Stored entries:
····················

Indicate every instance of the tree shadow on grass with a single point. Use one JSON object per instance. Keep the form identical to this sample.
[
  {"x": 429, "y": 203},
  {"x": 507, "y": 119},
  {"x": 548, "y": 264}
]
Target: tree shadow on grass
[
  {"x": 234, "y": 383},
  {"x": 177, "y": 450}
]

····················

TASK INSTRUCTIONS: Turn every line of the entries above into a numbered list, leaving out any blank lines.

EXERCISE OUTPUT:
1. Indicate every instance of the tree shadow on grass with a single point. Use one JSON object per instance. Keep the form identical to this sample.
2. [
3.   {"x": 429, "y": 203},
4.   {"x": 507, "y": 119},
5.   {"x": 548, "y": 264}
6. ]
7. Target: tree shadow on grass
8. [
9.   {"x": 234, "y": 383},
10.   {"x": 177, "y": 450}
11. ]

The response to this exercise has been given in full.